■ **To do**
1 – Quote word for word the passage about Maidanek, starting with "The museum is" and going on through "little bird chirping.".
2 – List each item the passage about Maidanek below names as part of the daily business the citizens of Lublin went about.

** START Excerpt to read **

The museum is a quiet place; visitors walk through the exhibits, no one talks. Which is appropriate. What took place here occurred in a realm beyond words, beyond human expression. Most fitting is stillness, tomblike silence. Human chatter would only demean that which is remembered here. The kol demamah dakah, the “thin small voice” precedes the Divine Presence (I Melachim, 19:12). Perhaps the only sound should be that of a little bird chirping.

Maidanek is on the outskirts of the town of Lublin. During the Holocaust years, while the chimneys of Maidanek spewed out their black smoke, the citizens of Lublin went about their daily business: work, meals, beer, birthdays, anniversaries, picnics, Sunday church, and genuflection before their gods. Were they aware of what was taking place in that nearby camp? Yes, there was a camp next door, a camp for criminals, they heard, but life goes on, does it not? Do today’s Lubliners visit the museum? Are they shocked to learn what transpired in their neighborhood?

** END Excerpt to read **
** START Stored data **

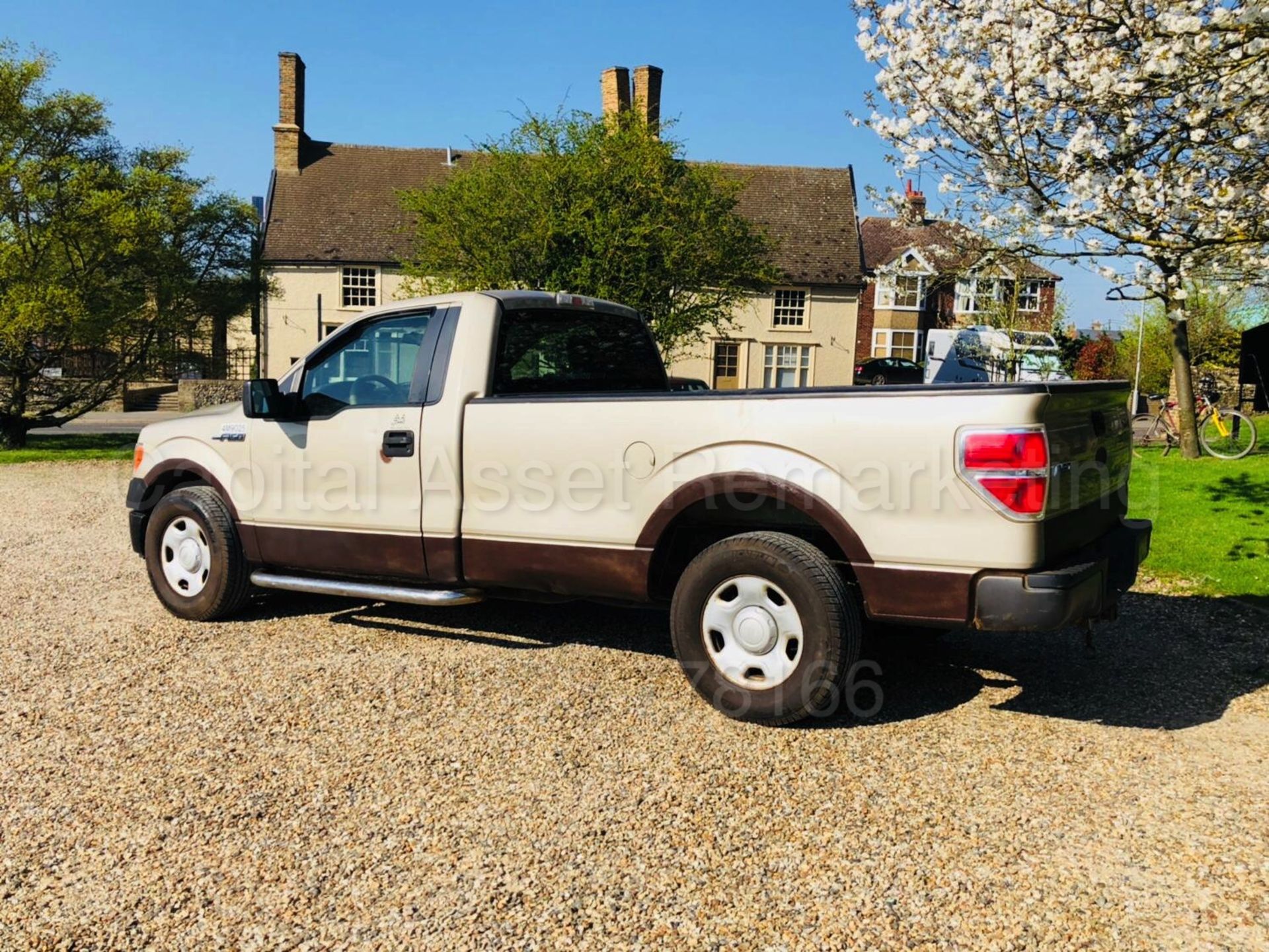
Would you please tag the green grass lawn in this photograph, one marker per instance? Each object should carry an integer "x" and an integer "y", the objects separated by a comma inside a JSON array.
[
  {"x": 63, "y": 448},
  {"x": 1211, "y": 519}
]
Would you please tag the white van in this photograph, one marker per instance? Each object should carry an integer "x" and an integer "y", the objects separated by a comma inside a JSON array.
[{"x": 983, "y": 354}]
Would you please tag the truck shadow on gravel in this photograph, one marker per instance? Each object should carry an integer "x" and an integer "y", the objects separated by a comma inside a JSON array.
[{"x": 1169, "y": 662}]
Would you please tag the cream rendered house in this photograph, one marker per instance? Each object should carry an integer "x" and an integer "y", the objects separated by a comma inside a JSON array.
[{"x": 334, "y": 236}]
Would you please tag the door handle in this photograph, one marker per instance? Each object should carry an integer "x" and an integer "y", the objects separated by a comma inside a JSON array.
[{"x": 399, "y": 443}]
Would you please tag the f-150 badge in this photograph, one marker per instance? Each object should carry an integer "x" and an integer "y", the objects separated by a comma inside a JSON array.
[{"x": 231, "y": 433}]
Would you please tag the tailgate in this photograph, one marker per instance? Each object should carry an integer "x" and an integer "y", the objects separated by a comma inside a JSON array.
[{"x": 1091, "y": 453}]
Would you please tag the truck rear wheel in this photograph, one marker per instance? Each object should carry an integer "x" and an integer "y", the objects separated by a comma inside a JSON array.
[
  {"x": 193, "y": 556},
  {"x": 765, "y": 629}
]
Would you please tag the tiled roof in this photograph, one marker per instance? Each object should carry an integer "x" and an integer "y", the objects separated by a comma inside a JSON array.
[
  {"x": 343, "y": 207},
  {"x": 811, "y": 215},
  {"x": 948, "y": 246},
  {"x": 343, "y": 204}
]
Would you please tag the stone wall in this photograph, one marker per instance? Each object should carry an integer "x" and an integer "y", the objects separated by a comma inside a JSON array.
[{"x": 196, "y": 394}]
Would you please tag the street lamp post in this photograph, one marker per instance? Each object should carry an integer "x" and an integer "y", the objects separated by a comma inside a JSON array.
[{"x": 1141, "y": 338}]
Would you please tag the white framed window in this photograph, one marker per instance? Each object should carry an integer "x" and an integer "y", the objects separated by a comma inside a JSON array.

** END Stored data **

■ **Results for the exercise**
1 –
The museum is a quiet place; visitors walk through the exhibits, no one talks. Which is appropriate. What took place here occurred in a realm beyond words, beyond human expression. Most fitting is stillness, tomblike silence. Human chatter would only demean that which is remembered here. The kol demamah dakah, the “thin small voice” precedes the Divine Presence (I Melachim, 19:12). Perhaps the only sound should be that of a little bird chirping.

2 –
- work
- meals
- beer
- birthdays
- anniversaries
- picnics
- Sunday church
- genuflection before their gods